BREVE ESERCIZIO 1: Riscrivi in forma di elenco il paragrafo del brano sull'innovazione finanziaria che inizia con "L'innovazione finanziaria ha tratto forza propulsiva", conservandone i fatti principali.
BREVE ESERCIZIO 2: Completa il brano sull'innovazione finanziaria scrivendo la parte che viene dopo la sua ultima frase.

BRANO DI TESTO:
========
Il cambiamento è importante, fondamentale ed avviato su basi
ormai solide, fra le quali l'innovazione finanziaria e lo sviluppo
della finanza d'impresa occupano un ruolo sicuramente di primo piano
e intorno alle quali credo sia opportuno svolgere alcune considerazioni.
L'innovazione finanziaria ha tratto forza propulsiva per il proprio
sviluppo da alcuni importanti cambiamenti prodottisi negli ultimi
anni nei mercati finanziari. Tra questi, i più importanti sono
comunemente indicati come volatilità, deregolamentazione, integrazione,
innovazione tecnologica, disintermediazione bancaria (3).
La "volatilità" è riferita innanzitutto ai
tassi di cambio. la crisi prima (fino al 1971) e lo scardinamento
poi (dal 1971 al 1973) del "gold exchange standard", provocarono,
infatti, il passaggio da un regime di cambi (troppo) fissi ad un regime
di cambi (troppo) flessibili. Il fatto fu accolto da numerosi economisti
come un progresso importante nelle relazioni economiche internazionali.
Tuttavia, alla luce di oltre un decennio di esperienza, la flessibilità,
contrariamente a quanto lasciassero sperare i suoi sostenitori, è
stata accompagnata da grande instabilità sul mercato dei cambi.
Gli stessi tassi di cambio hanno conosciuto movimenti molto più
ampi di quelli che le tendenze economiche di fondo e le differenze
nei tassi d'inflazione dei diversi Paesi avrebbero potuto giustificare.
Per quanto riguarda più direttamente gli operatori commerciali
e coloro che operano nel campo degli investimenti, a difficoltà
di prevedere con sufficiente certezza le diverse direzioni e l'ampiezza
dei movimenti di cambio nelle circostanze che abbiamo conosciuto dopo
il 1973, li costringe a sacrificare una parte delle loro risorse nel
tentativo di prevedere l'andamento dei tassi di cambio, a tutto svantaggio
delle risorse destinate a nuovi investimenti e alla ricerca di nuovi
mercati. La volatilità è riferita anche ai tassi d'interesse,
essenzialmente a causa delle difficoltà di coordinamento delle
politiche economiche nazionali dei principali Paesi industrializzati,
difficoltà che i numerosi summit economici dell'Occidente stentano
ad affrontare in maniera efficacemente risolutiva. E' riferita, infine,
alle quotazioni dei titoli, fenomeno quest'ultimo favorito dalla tendenza
all'internazionalizzazione dei portafogli mobiliari, all'accresciuta
mobilità dei capitali fra le principali piazze finanziarie
del mondo, ed alla rapidità di cambiamento delle decisioni
degli investitori istituzionali al variare delle aspettative sui diversi
mercati.
========
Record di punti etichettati
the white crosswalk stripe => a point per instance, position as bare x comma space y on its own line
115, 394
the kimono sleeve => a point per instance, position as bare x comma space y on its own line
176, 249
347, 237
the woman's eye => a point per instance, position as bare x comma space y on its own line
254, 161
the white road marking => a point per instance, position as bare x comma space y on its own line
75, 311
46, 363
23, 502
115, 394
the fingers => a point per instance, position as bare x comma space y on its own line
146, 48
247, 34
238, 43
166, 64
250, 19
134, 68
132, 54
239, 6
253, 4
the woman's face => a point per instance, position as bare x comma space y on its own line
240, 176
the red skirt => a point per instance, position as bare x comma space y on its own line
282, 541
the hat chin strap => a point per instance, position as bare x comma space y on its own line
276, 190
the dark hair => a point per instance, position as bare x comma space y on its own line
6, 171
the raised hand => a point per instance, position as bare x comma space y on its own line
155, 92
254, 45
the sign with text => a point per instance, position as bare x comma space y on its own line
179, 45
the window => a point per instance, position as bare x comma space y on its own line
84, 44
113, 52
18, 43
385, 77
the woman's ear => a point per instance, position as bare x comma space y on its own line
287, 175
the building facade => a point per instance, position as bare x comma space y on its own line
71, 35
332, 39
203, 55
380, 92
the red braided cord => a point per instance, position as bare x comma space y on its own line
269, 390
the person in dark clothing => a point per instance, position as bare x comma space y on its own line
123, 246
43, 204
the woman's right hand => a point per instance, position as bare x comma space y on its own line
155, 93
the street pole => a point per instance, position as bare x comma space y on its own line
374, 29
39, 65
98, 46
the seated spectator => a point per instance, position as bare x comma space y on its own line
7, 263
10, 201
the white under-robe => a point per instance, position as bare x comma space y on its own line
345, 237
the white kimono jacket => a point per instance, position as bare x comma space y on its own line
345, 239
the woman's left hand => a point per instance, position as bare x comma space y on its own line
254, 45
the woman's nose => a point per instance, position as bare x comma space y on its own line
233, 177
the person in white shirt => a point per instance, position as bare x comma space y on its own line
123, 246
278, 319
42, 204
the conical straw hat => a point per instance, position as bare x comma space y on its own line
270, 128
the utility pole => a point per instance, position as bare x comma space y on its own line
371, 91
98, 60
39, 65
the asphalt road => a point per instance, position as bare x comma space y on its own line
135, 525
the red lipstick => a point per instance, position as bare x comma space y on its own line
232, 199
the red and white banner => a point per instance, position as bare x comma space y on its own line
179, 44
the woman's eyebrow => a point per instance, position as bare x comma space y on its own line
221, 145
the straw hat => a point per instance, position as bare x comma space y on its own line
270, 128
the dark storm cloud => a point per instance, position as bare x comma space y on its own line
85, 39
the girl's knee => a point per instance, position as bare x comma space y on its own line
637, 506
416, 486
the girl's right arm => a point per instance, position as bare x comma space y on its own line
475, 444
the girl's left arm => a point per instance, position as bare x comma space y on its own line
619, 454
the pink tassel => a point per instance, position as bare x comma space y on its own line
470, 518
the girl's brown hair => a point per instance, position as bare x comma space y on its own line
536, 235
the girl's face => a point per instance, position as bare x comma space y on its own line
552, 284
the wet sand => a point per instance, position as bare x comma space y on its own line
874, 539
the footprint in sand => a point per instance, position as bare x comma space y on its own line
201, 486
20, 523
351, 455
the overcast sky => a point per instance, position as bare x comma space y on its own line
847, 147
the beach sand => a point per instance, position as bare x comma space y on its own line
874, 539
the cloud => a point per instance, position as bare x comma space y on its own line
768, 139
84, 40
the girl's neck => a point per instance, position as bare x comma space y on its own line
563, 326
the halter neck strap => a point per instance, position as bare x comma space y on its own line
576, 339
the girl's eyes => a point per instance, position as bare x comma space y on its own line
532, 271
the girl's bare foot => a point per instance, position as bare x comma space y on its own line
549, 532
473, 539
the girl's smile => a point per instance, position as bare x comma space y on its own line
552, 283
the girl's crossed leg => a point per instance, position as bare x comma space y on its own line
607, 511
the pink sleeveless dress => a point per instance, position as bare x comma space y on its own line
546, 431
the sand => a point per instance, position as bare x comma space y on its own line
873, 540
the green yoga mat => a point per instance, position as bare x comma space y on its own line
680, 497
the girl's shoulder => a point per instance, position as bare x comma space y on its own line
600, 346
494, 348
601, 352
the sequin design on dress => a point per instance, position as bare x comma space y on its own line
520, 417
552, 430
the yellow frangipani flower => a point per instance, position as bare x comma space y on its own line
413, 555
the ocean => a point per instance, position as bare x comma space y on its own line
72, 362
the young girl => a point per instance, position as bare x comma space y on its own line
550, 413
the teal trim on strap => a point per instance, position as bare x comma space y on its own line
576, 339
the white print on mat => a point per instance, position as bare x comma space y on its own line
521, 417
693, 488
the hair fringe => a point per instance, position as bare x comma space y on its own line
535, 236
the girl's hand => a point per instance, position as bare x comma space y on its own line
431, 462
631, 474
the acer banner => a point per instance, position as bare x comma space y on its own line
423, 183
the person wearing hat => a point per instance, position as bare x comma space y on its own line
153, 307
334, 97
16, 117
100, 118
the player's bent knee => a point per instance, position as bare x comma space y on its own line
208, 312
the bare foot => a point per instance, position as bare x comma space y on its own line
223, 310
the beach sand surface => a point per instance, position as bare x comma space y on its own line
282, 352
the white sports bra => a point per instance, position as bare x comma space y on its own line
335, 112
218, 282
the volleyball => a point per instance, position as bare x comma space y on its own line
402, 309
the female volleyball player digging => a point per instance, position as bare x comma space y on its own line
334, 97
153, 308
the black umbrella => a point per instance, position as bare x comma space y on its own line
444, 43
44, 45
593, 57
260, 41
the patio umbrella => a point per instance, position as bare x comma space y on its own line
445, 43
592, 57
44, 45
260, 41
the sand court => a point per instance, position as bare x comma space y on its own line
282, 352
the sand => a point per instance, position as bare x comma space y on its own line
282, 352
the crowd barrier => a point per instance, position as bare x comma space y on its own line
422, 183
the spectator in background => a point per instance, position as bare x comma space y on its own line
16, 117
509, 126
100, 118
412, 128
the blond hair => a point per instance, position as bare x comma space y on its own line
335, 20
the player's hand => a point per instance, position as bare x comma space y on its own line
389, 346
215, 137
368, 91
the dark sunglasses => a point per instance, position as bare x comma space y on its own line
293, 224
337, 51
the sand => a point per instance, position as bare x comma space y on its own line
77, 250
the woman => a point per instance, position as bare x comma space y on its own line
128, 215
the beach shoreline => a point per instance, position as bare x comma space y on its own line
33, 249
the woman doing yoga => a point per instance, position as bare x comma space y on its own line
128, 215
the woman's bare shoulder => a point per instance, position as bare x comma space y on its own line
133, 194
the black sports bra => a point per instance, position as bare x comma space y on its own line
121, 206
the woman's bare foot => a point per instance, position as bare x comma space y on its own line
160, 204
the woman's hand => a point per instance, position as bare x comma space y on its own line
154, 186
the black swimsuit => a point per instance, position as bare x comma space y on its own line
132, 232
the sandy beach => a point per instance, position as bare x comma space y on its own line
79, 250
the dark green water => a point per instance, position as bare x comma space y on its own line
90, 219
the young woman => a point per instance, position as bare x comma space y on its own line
========
RISPOSTA 1:
L'innovazione finanziaria si è sviluppata grazie ad alcuni importanti cambiamenti avvenuti negli ultimi anni nei mercati finanziari. I principali sono:
- volatilità
- deregolamentazione
- integrazione
- innovazione tecnologica
- disintermediazione bancaria

RISPOSTA 2:
Il processo di "deregolamentazione" ha avuto luogo a partire
dai primi anni '60, coinvolgendo nella liberalizzazione sia gli intermediari
finanziari, sia le imprese, sia gli investitori. insieme alla crescente
integrazione economica ed alla internazionalizzazione degli intermediari
finanziari, la deregulation ha favorito lo sviluppo di un processo
di graduale "integrazione" dei mercati finanziari. Tale
integrazione, tuttavia, non è ancora universale: sono molte
le Nazioni che presentano tuttora delle misure volte a isolare i mercati
finanziari domestici. L'integrazione parziale dei mercati genera delle
opportunità e, al contempo, delle minacce per la concorrenza
fra le imprese dovute a possibili disparità di dimensione e
costo dei mezzi finanziari raccolti.
"L'innovazione tecnologica", attraverso lo sviluppo di moderni
sistemi di trasmissione e trattamento elettronico dei dati, se da
una parte ha favorito la messa a punto di nuovi prodotti e tecniche
di gestione, dall'altra ha consentito il collegamento e la circolazione
delle informazioni tra i diversi mercati a velocità e costi
molto ridotti rispetto al passato. Ciò ha favorito di conseguenza
la formazione di un unico mercato mondiale delle negoziazioni internazionali,
i cui rischi sono stati violentemente sottoposti all'attenzione del
mondo intero nell'ormai famoso "lunedì nero" delle
borse mondiali, il 19 ottobre 1987. Sono in molti a ritenere che la
globalizzazione dei mercati e l'utilizzo delle nuove tecnologie nei
programmi automatici di vendite e soprattutto nella trasmissione in
tempo reale delle informazioni finanziarie, abbiano favorito la diffusione
del panico e del ribasso in tutto il mondo. Il crollo del 1929 a Wall
Street aveva impiegato un anno prima di arrivare con i suoi effetti
in Europa. Nell'ottobre 1987 ci ha messo solo 12 ore (4).

Quello della "disintermediazione bancaria" è un fenomeno
ampiamente e da più parti dibattuto per le profonde implicazioni
che da esso derivano. Esso consiste, da un lato, in una graduale sostituzione
degli intermediari bancari con altri intermediari finanziari specializzati.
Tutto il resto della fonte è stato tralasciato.